Check every line of the entries below for the word "rocket", and copy the ones that have it.

Collected data:
□ □ □ □

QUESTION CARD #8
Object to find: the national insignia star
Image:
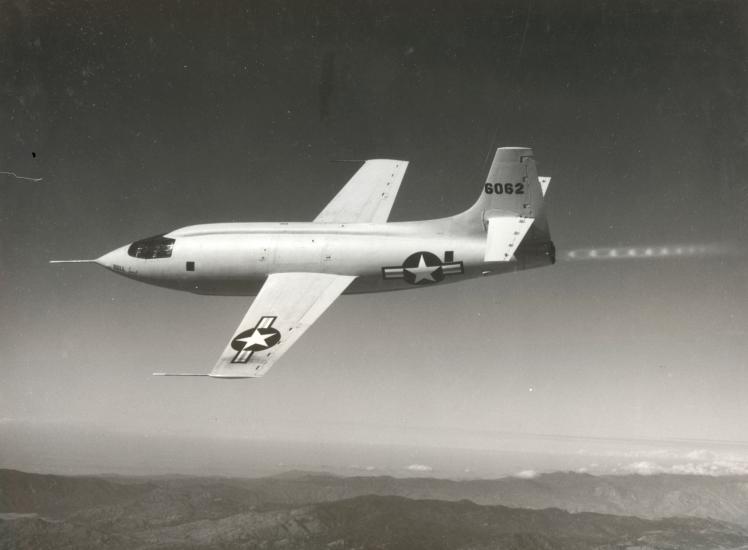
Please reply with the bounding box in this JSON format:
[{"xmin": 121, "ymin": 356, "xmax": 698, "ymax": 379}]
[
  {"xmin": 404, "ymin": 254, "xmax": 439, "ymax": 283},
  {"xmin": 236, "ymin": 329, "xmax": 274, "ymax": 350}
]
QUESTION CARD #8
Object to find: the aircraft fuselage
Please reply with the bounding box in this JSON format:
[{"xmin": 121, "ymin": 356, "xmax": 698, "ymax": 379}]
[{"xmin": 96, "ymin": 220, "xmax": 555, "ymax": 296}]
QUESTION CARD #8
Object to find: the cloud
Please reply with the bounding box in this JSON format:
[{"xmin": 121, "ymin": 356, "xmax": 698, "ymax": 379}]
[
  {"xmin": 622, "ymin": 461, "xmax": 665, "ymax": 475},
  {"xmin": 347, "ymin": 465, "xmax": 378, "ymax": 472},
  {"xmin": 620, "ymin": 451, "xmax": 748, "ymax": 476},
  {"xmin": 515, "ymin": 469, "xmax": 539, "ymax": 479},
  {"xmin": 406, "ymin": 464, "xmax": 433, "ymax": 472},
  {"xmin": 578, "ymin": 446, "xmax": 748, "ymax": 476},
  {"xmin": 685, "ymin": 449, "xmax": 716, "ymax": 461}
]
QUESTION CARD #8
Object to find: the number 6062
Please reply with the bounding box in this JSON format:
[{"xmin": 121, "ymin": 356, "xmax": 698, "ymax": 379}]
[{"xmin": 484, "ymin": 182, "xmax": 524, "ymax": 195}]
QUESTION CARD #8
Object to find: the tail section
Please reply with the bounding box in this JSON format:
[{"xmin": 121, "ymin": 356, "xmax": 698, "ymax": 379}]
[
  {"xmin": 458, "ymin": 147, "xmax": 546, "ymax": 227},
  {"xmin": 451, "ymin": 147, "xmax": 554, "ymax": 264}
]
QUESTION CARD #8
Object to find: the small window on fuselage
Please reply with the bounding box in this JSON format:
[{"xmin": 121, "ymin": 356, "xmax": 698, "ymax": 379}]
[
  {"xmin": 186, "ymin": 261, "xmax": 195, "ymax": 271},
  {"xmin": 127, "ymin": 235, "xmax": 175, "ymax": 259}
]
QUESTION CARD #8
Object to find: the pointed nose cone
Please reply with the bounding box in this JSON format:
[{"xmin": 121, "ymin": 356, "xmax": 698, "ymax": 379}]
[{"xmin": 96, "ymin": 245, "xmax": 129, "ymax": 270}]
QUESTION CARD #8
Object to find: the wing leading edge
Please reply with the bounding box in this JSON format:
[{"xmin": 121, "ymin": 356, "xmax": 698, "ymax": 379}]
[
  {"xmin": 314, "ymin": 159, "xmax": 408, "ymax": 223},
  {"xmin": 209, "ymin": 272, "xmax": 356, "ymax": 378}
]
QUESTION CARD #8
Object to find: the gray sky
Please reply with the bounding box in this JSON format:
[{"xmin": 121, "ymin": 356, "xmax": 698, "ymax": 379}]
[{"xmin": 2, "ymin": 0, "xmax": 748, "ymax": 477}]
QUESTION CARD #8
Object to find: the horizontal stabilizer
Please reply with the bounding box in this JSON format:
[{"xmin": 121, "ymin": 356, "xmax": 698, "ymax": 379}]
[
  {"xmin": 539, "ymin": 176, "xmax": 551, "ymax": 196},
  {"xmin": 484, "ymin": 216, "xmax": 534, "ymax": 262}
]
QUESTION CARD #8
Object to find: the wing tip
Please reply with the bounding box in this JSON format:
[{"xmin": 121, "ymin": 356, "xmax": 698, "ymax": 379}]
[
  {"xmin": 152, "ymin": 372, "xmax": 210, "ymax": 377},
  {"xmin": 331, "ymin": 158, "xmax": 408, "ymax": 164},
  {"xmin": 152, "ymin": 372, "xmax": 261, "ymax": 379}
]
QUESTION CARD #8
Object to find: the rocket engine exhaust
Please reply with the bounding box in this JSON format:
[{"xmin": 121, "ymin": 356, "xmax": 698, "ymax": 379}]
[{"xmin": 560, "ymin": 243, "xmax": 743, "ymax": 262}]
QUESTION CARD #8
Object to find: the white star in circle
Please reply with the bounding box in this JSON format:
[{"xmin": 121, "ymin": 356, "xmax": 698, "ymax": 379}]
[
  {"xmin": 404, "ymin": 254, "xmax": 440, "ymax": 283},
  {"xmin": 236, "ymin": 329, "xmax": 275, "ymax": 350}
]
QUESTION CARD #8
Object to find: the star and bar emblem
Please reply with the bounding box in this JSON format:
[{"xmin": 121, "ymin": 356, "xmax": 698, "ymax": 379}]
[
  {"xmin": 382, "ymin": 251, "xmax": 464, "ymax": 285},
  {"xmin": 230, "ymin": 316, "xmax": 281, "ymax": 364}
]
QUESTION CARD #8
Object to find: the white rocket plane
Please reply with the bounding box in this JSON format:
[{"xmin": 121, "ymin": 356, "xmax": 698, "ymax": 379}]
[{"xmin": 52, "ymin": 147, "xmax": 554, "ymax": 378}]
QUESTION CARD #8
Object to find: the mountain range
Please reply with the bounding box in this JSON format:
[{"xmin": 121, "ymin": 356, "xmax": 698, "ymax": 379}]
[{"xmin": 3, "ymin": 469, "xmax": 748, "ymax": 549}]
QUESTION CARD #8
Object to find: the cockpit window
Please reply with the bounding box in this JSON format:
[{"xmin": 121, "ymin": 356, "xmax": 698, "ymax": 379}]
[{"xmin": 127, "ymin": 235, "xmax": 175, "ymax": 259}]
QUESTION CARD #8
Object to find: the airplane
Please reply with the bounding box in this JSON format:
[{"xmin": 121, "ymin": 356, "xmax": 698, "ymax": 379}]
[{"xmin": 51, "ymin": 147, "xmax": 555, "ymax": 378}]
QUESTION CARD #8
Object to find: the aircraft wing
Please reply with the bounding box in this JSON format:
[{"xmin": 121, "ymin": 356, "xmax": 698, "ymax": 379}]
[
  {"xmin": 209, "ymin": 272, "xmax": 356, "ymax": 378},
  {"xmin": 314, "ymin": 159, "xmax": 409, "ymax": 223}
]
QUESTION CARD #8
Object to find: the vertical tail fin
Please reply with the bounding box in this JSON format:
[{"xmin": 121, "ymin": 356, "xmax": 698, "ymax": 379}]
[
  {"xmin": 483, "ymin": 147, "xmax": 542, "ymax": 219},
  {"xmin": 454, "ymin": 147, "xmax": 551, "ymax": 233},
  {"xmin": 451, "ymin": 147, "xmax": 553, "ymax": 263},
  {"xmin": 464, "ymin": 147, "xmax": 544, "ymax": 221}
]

□ □ □ □

Result »
Object to find: the rocket engine exhaust
Object to find: the white rocket plane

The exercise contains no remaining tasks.